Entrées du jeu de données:
------------------------------------------------

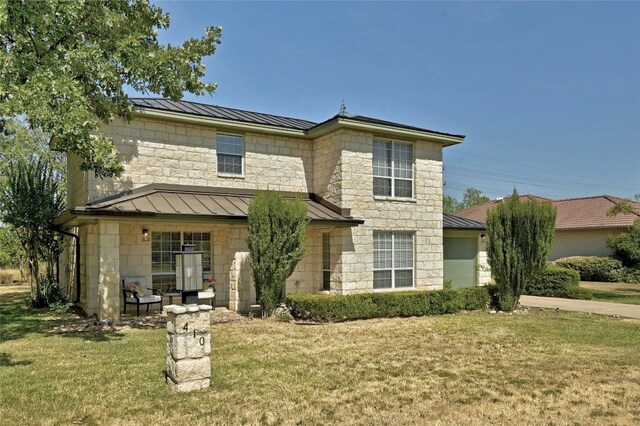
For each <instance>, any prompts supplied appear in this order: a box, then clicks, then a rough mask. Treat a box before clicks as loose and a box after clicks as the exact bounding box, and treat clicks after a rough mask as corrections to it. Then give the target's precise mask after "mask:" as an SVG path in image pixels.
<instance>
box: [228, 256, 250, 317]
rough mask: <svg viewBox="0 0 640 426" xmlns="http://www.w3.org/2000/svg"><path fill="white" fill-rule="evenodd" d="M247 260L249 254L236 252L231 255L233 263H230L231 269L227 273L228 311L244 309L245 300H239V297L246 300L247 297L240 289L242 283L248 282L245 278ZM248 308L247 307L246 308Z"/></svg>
mask: <svg viewBox="0 0 640 426" xmlns="http://www.w3.org/2000/svg"><path fill="white" fill-rule="evenodd" d="M248 259H249V253H248V252H245V251H237V252H235V253H234V255H233V261H232V262H231V268H230V271H229V310H231V311H235V312H238V311H240V310H242V309H245V307H244V306H243V305H247V301H246V300H242V301H241V300H240V297H241V295H242V296H244V298H246V297H247V296H248V295H246V294H245V293H247V292H246V291H243V290H245V289H243V288H241V287H242V281H243V280H245V281H246V280H248V277H247V276H246V275H247V274H246V271H245V270H246V269H247V264H248V262H247V260H248ZM247 308H248V306H247Z"/></svg>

------------------------------------------------

OBJECTIF DE L'EXERCICE: Relevez chaque ligne des enregistrements où figure la chaîne « instance », en respectant la casse.

RÉPONSE ATTENDUE:
For each <instance>, any prompts supplied appear in this order: a box, then clicks, then a rough mask. Treat a box before clicks as loose and a box after clicks as the exact bounding box, and treat clicks after a rough mask as corrections to it. Then give the target's precise mask after "mask:" as an SVG path in image pixels.
<instance>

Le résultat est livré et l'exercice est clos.